> **What to do**
Update the lines from the one with "q: valley between mountains" to the one with "[0,288,306,325]" by changing "green hillside" to "grassy slope", leaving everything else unchanged.

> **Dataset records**

● ● ● ● ●

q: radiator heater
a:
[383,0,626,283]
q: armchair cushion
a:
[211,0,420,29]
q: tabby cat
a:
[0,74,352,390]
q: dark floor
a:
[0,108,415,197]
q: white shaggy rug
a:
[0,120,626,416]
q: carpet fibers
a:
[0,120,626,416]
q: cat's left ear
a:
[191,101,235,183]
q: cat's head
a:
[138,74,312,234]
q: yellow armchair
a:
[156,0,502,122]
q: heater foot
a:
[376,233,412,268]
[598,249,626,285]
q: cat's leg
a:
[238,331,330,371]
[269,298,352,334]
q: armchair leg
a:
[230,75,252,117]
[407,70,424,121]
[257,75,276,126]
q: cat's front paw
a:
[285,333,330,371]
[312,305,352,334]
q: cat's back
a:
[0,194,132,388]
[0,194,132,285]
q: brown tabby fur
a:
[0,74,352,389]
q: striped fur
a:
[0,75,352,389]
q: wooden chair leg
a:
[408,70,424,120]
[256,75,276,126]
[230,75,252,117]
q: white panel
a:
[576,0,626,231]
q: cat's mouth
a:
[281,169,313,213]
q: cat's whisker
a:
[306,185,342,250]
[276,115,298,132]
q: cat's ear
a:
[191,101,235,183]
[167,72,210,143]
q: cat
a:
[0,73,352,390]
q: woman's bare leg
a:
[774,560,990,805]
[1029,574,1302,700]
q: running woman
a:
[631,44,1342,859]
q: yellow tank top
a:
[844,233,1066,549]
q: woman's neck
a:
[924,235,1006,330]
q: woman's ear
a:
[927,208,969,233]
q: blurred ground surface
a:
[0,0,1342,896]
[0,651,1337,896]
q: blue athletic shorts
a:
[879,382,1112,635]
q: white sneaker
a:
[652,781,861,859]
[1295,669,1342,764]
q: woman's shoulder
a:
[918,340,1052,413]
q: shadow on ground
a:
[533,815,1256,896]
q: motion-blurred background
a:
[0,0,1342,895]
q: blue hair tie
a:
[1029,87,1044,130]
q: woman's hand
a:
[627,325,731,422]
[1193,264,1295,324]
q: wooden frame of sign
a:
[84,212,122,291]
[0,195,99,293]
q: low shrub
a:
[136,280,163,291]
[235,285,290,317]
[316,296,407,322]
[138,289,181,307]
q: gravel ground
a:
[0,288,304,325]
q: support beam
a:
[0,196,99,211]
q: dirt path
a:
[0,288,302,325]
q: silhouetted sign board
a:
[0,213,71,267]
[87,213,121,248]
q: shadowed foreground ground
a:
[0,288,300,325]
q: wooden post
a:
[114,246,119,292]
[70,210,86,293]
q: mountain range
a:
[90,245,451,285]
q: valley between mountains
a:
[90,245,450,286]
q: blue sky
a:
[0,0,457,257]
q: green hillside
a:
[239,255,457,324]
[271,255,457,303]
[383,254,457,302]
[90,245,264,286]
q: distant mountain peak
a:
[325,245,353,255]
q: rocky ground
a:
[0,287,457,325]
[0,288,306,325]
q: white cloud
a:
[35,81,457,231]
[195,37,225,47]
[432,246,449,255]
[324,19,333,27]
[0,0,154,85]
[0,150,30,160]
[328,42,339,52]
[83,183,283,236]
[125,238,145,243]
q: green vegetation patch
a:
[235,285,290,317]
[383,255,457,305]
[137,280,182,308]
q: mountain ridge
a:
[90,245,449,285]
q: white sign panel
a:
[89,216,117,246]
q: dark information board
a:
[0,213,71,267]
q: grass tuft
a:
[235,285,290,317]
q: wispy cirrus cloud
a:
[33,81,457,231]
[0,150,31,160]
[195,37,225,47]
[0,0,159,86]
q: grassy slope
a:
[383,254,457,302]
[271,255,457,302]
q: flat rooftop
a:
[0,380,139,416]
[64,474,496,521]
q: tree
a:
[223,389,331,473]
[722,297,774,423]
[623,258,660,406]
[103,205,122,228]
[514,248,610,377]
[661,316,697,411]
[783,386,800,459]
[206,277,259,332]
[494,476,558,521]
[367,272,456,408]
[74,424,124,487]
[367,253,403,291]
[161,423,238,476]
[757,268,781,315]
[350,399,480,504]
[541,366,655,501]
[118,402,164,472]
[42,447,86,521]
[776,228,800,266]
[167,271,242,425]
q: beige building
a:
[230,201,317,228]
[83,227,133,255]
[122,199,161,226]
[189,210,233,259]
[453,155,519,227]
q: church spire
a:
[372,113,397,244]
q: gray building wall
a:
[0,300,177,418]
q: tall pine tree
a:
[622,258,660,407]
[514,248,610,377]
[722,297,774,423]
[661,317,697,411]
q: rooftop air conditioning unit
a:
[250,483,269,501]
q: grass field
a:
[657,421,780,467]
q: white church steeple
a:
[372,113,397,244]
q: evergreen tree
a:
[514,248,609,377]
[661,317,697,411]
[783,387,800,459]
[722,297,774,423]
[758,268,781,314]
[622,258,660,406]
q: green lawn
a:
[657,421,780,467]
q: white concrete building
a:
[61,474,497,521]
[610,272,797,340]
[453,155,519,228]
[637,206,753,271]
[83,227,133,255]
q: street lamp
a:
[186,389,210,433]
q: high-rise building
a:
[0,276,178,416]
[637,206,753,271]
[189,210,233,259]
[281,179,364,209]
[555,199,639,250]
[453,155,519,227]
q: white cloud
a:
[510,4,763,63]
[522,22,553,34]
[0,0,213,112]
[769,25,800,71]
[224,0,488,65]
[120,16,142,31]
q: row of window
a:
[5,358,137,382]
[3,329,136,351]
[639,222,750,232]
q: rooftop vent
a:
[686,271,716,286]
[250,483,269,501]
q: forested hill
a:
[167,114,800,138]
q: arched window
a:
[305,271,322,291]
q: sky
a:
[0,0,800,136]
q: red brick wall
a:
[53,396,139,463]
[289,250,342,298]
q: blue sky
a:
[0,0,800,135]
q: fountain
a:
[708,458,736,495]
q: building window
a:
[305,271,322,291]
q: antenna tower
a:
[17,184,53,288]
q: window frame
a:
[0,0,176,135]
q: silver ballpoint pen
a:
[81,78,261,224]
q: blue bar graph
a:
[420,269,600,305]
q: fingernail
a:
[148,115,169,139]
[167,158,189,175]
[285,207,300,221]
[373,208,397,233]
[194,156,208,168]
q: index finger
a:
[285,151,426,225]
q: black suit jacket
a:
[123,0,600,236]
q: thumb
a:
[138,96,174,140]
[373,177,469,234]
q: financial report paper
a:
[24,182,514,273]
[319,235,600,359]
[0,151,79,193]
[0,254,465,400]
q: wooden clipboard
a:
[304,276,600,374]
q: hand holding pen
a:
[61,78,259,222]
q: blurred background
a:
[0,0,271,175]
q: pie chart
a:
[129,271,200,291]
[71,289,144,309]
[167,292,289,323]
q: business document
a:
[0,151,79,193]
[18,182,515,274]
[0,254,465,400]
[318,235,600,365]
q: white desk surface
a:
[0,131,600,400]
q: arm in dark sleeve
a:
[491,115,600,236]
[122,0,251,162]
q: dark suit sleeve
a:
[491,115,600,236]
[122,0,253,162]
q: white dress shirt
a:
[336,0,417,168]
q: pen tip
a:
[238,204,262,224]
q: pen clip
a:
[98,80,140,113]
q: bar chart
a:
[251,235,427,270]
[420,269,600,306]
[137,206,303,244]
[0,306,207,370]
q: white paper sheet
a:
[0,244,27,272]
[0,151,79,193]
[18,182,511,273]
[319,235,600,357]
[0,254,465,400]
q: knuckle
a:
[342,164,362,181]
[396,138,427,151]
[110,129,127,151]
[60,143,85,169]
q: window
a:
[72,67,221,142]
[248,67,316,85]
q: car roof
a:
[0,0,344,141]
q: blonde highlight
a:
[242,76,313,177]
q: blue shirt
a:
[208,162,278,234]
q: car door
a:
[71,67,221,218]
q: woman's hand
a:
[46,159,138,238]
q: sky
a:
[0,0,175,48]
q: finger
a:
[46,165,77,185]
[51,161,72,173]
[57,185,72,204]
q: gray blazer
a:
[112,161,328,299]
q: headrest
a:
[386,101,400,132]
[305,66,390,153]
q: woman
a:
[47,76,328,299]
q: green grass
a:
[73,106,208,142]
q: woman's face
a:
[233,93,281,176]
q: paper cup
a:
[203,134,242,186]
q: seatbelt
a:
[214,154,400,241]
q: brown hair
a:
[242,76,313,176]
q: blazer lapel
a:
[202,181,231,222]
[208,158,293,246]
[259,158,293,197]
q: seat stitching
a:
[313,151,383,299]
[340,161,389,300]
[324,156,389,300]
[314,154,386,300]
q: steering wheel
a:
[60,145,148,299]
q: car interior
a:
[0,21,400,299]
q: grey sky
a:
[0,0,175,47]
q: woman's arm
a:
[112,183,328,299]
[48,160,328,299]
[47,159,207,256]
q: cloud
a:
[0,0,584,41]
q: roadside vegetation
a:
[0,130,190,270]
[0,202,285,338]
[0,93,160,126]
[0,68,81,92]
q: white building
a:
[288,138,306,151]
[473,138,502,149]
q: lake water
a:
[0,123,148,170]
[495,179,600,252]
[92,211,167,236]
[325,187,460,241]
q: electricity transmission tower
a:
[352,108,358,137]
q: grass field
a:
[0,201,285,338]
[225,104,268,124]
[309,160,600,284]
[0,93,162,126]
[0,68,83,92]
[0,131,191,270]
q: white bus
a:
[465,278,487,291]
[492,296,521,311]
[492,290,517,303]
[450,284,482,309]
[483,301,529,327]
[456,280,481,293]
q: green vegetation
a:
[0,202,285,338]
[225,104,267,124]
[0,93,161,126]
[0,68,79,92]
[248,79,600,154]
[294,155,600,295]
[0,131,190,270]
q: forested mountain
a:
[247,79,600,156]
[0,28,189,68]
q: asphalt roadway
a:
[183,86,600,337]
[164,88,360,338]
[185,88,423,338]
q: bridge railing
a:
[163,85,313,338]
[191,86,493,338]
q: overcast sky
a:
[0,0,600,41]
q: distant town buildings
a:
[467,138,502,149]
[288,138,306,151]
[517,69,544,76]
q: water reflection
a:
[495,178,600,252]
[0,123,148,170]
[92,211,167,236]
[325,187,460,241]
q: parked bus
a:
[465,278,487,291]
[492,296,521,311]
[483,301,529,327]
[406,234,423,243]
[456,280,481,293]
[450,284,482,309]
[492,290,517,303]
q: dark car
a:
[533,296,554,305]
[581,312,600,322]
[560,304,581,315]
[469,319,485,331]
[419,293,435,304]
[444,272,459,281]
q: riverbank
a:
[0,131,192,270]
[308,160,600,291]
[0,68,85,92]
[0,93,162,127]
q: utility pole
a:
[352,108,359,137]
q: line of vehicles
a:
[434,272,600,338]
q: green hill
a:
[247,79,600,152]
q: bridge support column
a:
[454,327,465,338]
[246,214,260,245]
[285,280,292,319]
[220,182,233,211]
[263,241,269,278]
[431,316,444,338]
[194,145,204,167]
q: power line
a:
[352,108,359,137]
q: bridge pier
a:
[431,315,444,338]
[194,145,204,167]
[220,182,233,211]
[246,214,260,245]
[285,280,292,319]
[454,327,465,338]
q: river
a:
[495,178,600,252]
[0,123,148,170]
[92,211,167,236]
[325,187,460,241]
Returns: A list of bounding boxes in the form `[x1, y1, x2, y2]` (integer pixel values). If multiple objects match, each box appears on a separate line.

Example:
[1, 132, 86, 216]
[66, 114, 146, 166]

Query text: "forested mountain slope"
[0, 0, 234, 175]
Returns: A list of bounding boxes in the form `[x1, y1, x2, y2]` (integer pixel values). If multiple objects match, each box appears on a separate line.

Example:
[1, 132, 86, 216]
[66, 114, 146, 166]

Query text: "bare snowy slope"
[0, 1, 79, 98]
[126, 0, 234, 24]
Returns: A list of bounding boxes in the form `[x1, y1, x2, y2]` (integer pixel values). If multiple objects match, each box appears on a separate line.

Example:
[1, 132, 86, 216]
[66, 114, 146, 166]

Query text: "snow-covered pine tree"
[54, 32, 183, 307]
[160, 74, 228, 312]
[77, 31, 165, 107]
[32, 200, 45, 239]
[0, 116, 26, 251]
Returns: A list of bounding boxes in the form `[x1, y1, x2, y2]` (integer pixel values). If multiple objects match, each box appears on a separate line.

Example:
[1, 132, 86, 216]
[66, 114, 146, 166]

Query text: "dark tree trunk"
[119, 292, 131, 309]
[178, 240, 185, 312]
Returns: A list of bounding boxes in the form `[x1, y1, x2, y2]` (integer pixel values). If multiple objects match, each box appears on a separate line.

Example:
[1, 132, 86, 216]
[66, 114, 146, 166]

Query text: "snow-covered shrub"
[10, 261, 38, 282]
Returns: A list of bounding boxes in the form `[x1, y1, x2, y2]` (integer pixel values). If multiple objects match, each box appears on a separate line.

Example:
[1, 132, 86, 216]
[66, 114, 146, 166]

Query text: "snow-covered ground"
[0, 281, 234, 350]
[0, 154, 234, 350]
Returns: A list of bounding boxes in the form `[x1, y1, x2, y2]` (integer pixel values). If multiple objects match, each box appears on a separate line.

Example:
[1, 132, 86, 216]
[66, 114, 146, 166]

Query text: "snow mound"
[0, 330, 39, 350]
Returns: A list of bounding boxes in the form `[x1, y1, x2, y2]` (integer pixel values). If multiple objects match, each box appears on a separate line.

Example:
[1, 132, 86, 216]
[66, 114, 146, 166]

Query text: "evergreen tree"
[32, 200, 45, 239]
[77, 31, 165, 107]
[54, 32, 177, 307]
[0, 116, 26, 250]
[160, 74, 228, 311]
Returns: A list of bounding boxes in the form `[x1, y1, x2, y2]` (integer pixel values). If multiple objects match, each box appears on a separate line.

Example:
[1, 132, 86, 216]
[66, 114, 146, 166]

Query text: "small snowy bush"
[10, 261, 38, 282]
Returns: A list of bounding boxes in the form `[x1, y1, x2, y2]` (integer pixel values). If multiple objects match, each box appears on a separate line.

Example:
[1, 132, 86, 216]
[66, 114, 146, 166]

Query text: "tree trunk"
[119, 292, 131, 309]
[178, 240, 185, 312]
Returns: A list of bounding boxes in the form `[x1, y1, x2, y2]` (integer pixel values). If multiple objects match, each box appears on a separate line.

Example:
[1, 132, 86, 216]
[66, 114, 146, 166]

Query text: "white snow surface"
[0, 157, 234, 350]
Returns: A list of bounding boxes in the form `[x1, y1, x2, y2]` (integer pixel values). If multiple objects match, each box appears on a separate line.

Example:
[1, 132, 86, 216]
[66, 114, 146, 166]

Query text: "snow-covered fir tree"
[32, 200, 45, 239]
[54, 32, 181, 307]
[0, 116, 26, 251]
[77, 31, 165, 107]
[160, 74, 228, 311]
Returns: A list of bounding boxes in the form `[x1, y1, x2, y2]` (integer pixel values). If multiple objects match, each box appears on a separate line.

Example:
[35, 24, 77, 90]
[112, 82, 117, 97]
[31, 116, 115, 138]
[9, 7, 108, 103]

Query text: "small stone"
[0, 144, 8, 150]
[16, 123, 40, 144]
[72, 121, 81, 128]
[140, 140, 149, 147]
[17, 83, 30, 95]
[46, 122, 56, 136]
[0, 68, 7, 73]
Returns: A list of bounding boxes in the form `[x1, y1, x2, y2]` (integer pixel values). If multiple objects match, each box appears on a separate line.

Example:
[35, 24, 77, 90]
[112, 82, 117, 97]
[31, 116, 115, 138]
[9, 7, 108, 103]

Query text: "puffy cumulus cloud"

● ● ● ● ●

> **Full response**
q: valley between mountains
a:
[90,245,450,286]
q: blue sky
a:
[0,0,457,257]
q: grassy slope
a:
[239,255,457,324]
[271,255,457,303]
[383,254,457,302]
[90,245,264,286]
q: distant mountain peak
a:
[325,245,353,255]
q: rocky ground
a:
[0,287,457,325]
[0,288,306,325]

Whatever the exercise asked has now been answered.